» **Entries**
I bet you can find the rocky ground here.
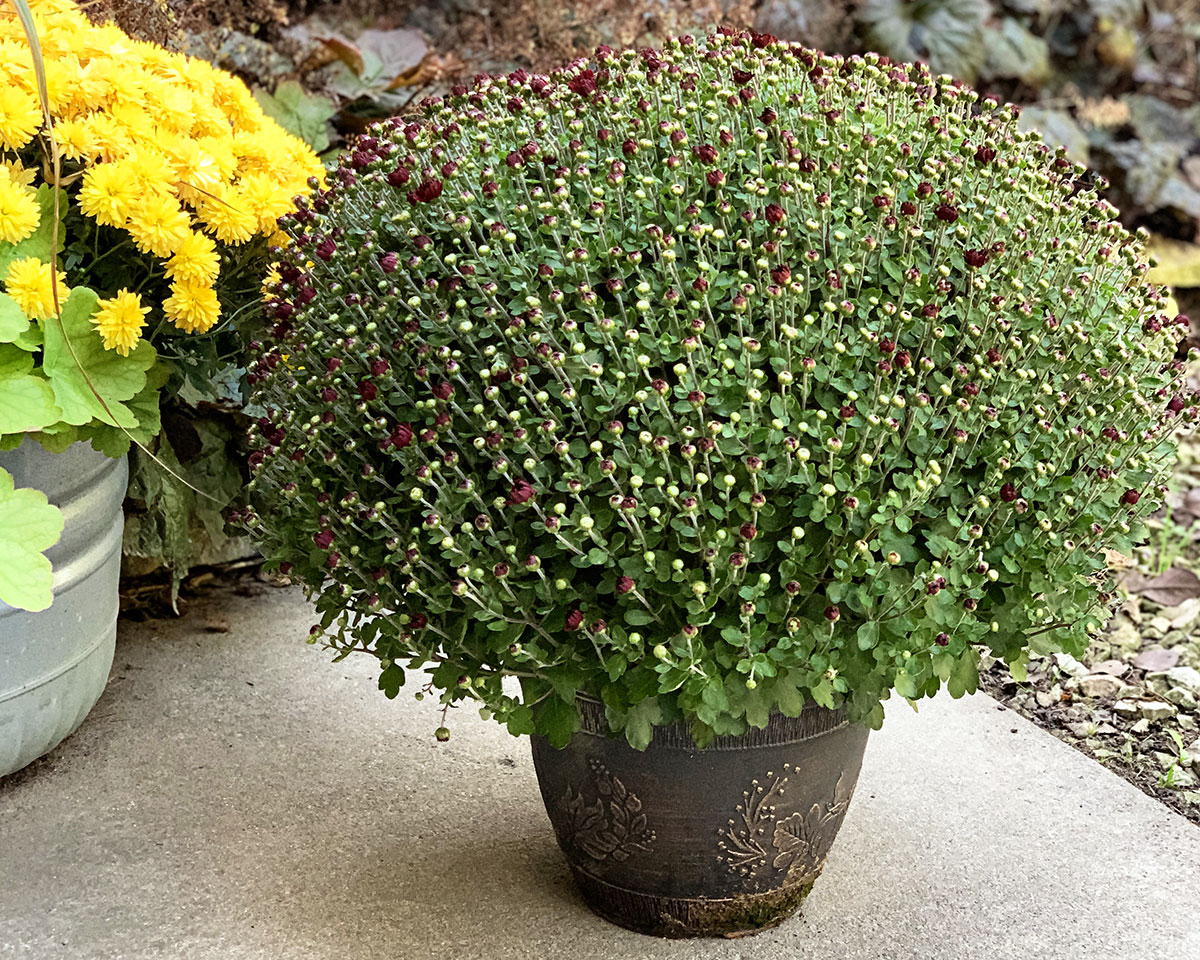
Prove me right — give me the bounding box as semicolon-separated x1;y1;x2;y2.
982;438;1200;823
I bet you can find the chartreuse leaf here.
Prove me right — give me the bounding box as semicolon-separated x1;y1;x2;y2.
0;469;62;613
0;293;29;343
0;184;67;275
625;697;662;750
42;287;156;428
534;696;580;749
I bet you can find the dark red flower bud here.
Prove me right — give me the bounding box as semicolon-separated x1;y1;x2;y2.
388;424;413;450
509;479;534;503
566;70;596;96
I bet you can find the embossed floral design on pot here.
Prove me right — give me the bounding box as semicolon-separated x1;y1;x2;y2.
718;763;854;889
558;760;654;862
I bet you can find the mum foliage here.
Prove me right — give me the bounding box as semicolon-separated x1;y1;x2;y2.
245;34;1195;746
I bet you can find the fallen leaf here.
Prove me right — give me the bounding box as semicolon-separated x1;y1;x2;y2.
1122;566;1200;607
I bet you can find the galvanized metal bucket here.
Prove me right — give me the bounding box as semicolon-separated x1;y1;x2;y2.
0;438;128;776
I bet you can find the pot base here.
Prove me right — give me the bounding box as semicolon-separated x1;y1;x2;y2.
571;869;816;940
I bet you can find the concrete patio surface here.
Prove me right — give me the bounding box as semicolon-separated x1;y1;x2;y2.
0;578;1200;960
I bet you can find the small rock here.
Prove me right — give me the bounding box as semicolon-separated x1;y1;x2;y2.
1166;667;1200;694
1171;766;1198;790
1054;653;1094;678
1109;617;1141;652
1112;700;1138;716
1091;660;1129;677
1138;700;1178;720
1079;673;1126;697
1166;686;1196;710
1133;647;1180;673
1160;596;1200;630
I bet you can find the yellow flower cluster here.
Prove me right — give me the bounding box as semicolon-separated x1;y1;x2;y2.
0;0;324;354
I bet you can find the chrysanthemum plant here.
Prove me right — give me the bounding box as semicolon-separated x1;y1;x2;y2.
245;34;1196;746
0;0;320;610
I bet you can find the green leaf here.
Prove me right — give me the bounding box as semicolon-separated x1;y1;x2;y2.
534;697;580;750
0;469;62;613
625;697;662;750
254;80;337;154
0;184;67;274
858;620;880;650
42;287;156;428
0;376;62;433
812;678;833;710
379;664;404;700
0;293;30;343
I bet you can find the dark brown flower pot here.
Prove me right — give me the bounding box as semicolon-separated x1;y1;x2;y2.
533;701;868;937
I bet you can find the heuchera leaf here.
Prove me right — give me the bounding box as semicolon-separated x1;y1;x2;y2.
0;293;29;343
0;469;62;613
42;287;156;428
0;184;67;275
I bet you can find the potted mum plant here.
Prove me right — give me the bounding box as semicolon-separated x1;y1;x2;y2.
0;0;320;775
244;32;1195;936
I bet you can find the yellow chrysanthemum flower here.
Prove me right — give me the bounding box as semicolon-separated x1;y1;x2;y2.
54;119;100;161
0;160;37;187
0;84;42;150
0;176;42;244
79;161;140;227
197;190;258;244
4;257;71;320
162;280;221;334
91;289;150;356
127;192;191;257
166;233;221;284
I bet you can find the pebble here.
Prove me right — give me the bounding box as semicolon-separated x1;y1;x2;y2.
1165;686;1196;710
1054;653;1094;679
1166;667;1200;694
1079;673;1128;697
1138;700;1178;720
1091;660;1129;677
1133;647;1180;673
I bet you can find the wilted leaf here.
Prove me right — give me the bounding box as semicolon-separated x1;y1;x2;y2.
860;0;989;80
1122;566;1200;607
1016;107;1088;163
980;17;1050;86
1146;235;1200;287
* * *
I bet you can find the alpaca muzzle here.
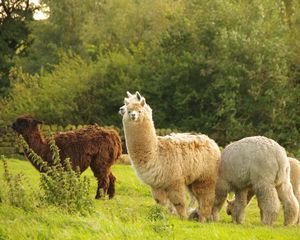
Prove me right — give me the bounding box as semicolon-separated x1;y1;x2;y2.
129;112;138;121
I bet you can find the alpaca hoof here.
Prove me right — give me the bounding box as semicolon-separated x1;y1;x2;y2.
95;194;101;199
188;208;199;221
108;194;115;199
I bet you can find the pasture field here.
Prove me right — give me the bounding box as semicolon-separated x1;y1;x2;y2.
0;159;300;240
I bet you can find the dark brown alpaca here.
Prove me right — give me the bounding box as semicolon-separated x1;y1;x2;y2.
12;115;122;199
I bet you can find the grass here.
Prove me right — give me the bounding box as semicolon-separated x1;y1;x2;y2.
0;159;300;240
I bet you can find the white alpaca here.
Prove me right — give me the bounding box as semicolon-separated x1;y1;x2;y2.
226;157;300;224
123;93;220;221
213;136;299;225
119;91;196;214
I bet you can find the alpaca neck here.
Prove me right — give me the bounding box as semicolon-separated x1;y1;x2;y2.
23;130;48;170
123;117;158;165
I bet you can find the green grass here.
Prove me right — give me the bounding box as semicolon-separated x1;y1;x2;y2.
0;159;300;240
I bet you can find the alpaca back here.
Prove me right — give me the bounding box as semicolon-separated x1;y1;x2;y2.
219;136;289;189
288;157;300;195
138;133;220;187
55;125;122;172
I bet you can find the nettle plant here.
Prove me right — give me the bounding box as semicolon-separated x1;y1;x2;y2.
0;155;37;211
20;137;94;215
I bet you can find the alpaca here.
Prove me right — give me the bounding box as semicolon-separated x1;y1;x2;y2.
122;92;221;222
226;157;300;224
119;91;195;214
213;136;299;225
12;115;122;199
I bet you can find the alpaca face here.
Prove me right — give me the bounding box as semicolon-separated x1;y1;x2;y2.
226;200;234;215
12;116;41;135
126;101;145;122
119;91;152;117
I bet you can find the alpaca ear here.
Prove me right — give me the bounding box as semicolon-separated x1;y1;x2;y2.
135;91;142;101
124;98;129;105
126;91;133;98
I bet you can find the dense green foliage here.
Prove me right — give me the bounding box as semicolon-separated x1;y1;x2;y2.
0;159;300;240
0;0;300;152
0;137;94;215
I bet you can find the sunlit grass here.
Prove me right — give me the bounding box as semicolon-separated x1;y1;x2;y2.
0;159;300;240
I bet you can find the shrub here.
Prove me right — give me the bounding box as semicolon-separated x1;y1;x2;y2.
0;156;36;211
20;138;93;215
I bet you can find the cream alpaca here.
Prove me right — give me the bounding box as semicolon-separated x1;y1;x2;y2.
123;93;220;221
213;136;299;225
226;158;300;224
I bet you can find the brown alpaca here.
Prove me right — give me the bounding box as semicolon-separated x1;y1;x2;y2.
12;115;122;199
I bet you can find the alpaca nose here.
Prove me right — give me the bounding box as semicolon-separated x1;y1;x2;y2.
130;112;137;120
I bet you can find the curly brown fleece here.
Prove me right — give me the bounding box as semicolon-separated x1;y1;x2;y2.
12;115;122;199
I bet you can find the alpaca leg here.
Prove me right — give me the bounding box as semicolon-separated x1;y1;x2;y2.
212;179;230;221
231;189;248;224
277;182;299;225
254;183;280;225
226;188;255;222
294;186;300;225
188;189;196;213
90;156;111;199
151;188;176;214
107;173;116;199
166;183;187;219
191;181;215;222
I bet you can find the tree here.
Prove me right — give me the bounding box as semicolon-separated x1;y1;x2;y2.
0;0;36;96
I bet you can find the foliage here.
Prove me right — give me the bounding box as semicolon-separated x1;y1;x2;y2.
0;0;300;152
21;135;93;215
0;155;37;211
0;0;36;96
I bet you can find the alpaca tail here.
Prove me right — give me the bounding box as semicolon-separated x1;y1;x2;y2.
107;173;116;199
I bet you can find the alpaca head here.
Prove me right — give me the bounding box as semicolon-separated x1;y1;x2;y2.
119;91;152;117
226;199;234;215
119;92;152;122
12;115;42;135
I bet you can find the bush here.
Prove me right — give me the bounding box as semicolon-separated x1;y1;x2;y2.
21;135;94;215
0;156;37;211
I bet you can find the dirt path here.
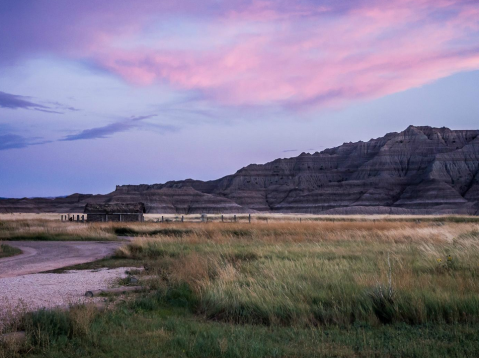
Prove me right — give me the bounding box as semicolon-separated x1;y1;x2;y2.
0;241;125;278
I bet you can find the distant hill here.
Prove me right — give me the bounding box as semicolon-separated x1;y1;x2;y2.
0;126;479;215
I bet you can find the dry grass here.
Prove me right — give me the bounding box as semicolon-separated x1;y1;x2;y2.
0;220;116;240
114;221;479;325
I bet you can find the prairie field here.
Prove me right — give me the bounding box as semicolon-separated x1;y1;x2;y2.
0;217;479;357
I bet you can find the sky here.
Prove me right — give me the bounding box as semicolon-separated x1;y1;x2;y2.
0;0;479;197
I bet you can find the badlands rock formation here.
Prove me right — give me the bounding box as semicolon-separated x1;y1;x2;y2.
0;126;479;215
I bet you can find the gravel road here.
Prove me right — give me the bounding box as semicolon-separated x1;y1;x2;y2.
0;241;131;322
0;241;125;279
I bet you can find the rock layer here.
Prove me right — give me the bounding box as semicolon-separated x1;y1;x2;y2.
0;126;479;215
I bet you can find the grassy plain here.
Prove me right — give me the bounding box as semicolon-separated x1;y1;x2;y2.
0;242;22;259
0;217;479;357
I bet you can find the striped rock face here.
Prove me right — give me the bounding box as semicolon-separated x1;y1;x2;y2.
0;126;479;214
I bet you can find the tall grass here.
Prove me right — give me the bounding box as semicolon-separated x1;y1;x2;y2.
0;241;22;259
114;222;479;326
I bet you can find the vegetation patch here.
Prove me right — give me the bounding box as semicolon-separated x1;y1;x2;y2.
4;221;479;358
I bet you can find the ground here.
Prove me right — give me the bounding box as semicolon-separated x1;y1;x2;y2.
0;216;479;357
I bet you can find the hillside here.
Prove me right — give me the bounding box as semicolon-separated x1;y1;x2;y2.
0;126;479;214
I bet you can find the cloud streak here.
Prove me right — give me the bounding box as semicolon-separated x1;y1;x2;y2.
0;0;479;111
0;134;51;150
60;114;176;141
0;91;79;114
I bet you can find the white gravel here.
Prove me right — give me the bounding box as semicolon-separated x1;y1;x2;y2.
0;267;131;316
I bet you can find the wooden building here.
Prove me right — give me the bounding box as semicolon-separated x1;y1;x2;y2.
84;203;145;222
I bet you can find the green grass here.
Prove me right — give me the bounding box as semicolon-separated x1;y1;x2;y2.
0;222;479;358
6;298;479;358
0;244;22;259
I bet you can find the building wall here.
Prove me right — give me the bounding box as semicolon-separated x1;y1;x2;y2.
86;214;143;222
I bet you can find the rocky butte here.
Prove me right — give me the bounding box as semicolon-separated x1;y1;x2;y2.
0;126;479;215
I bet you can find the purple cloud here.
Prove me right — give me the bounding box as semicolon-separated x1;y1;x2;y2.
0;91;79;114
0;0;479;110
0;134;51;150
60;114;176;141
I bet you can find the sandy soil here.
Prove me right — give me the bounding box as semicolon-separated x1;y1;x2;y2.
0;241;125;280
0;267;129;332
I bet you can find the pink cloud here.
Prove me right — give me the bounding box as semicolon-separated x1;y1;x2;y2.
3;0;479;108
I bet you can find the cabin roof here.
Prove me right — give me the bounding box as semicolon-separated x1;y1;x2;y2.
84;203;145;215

» **What the task requires**
Can you format the lines starting at the one containing "I bet you can find the fallen leaf here." and ending at the one containing "571;869;816;940" as a numbered list, skipping any blank lines?

» **The completed task**
1. I bet you can find the fallen leaf here.
2. Prove me right — give me the bounding box as semicolon-separated x1;y1;x2;y2.
3. 1122;566;1200;607
4. I bet you can find the galvanized metal bucket here.
5. Prove me right — give me the bounding box as semicolon-separated x1;y1;x2;y2.
6. 0;438;128;776
7. I bet you can find the pot base here.
8. Prove me right — give me the bounding box as semicolon-separated x1;y1;x2;y2.
9. 571;869;816;940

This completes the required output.